# What you should do
Copy the lines from the one that contains "Neural radiology workstation: highlight the small shrub" through the one that contains "[146,0,289,243]", leaving the requests unchanged. Multiply every bounding-box coordinate in the answers by 1.65 and round each result to a whole number, with halves rounded up.

— Start The records —

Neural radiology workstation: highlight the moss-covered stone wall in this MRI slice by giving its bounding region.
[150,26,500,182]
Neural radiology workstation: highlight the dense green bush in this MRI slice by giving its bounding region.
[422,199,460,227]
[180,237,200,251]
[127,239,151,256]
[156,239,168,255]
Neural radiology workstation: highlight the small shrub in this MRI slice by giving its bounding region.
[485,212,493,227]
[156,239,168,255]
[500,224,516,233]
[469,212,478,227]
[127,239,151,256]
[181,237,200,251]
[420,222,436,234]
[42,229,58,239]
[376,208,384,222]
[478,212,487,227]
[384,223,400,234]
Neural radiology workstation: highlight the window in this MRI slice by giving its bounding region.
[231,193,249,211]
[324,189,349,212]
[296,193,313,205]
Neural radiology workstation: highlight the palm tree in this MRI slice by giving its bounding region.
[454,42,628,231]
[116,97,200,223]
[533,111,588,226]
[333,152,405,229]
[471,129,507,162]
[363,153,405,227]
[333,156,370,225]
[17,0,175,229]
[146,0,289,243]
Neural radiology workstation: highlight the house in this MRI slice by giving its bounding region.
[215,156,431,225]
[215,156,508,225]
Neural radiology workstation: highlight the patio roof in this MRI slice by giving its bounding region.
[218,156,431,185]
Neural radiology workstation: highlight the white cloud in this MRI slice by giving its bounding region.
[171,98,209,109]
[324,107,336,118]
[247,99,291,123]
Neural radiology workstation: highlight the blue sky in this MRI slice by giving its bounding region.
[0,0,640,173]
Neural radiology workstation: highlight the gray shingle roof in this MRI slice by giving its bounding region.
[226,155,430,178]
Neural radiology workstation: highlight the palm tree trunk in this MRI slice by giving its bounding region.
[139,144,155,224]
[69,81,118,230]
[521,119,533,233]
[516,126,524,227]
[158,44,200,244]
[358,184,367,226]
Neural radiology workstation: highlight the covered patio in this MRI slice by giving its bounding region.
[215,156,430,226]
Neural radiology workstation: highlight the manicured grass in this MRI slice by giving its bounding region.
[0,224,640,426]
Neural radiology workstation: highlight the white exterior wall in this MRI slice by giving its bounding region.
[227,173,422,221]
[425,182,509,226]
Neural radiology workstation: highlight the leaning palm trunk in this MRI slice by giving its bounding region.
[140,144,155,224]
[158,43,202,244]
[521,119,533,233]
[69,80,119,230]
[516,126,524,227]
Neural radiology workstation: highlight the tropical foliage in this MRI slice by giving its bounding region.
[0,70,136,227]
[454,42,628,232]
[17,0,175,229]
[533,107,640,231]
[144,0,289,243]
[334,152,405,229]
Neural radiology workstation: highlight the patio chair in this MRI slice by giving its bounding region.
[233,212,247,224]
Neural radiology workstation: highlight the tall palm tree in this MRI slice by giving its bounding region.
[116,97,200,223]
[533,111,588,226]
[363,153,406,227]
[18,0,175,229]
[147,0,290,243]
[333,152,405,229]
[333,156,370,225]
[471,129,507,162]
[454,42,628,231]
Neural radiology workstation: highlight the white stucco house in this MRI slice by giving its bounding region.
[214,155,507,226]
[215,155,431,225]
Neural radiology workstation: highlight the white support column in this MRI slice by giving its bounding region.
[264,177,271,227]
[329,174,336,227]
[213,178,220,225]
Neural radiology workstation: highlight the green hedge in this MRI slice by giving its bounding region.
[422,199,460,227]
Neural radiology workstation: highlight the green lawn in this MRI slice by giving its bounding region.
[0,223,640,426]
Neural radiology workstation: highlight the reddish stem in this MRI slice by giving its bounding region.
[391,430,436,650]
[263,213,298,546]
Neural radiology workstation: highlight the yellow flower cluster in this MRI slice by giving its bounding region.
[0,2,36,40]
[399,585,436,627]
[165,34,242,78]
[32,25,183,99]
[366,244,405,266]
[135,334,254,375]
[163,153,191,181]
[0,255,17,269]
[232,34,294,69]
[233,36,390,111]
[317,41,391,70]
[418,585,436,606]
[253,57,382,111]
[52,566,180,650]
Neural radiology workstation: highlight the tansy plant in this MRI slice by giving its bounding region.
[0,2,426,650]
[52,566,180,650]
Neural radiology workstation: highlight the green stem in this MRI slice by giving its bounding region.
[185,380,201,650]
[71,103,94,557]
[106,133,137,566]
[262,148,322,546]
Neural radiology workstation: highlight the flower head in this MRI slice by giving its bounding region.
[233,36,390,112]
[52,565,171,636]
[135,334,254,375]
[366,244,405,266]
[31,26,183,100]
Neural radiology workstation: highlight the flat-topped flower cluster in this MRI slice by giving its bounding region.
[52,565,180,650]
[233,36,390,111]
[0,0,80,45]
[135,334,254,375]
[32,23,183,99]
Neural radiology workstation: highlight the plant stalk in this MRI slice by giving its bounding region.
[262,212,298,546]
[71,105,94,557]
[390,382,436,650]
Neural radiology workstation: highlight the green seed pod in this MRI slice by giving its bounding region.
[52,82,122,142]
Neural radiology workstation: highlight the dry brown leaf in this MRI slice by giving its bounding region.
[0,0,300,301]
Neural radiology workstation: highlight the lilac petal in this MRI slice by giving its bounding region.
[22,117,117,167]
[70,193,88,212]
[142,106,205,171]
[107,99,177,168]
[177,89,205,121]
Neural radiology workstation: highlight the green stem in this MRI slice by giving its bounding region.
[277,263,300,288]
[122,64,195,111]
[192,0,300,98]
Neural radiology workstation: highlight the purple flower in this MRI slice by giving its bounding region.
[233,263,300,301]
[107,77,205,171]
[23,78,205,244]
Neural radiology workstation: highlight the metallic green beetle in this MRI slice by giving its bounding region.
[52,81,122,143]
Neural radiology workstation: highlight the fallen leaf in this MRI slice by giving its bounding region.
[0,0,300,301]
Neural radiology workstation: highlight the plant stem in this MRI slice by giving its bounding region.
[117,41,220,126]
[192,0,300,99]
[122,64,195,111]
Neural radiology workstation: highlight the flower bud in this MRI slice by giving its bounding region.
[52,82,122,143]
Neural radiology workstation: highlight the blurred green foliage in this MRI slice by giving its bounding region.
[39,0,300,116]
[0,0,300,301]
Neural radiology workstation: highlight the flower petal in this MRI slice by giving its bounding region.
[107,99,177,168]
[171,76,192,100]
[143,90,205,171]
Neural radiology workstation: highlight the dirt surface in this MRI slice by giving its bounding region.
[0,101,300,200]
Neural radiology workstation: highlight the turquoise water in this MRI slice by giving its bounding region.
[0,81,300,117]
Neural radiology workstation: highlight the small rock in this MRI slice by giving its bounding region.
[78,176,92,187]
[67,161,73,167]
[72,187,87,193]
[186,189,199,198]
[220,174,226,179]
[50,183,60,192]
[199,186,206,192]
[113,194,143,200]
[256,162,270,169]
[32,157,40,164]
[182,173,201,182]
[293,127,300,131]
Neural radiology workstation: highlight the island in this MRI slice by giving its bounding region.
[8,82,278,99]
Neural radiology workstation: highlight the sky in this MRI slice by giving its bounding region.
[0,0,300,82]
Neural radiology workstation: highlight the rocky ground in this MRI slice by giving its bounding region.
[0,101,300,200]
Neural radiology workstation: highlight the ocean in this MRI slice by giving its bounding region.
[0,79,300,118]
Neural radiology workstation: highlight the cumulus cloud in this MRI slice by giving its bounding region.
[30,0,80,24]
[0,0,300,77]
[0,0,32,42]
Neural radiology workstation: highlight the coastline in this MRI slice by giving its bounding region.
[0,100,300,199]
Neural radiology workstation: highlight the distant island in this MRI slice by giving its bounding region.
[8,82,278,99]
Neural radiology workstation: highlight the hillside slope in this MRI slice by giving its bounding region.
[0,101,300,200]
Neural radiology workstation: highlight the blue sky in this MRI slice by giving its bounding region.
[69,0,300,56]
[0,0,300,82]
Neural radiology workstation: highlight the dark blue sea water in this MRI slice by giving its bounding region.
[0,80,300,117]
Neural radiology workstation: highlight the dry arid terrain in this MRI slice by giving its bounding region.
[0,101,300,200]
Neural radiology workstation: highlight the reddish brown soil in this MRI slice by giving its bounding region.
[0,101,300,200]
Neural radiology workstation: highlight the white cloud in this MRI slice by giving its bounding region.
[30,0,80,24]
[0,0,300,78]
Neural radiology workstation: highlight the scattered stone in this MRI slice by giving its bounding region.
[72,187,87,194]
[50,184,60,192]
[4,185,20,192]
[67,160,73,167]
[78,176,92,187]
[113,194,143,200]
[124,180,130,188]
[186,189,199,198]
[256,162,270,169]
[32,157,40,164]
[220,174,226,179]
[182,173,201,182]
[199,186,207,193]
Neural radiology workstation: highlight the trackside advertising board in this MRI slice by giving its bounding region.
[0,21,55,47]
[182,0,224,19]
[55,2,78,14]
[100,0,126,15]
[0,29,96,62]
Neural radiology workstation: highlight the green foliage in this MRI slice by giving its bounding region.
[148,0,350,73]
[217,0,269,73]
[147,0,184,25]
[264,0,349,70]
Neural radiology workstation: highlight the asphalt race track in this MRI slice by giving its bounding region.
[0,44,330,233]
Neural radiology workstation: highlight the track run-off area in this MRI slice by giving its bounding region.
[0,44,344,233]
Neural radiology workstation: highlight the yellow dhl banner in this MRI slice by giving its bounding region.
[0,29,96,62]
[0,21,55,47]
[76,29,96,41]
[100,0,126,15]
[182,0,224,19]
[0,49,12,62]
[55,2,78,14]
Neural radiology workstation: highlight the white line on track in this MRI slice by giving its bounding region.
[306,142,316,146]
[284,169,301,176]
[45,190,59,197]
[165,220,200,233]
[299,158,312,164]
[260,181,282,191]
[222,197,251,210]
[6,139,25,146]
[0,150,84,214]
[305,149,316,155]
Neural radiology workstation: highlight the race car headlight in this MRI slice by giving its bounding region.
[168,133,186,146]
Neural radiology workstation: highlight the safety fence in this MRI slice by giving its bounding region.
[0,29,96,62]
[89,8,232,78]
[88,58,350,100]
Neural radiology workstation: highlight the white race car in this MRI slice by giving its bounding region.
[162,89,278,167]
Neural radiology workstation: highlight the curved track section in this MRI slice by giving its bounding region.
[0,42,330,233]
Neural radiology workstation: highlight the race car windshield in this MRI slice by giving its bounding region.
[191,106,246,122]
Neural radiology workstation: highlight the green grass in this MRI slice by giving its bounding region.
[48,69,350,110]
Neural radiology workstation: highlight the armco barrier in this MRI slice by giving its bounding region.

— End The records —

# Solution to this exercise
Neural radiology workstation: highlight the small shrub in this MRI slice by giving its bounding region.
[800,350,813,375]
[257,394,277,421]
[825,370,851,384]
[774,350,789,375]
[210,394,249,422]
[299,391,330,414]
[693,366,719,386]
[69,378,96,394]
[620,343,634,366]
[789,350,804,375]
[634,368,660,386]
Neural radiology workstation: highlight the window in this MRI slice by giving its bounding region.
[381,318,411,348]
[535,312,576,350]
[488,318,516,338]
Neural radiology workstation: highlight the palm tree in this MRI slice by giving its bounding region.
[749,69,1036,381]
[191,160,330,368]
[879,183,970,373]
[549,251,668,378]
[777,213,837,267]
[599,252,668,375]
[549,257,611,371]
[28,0,289,378]
[241,0,477,401]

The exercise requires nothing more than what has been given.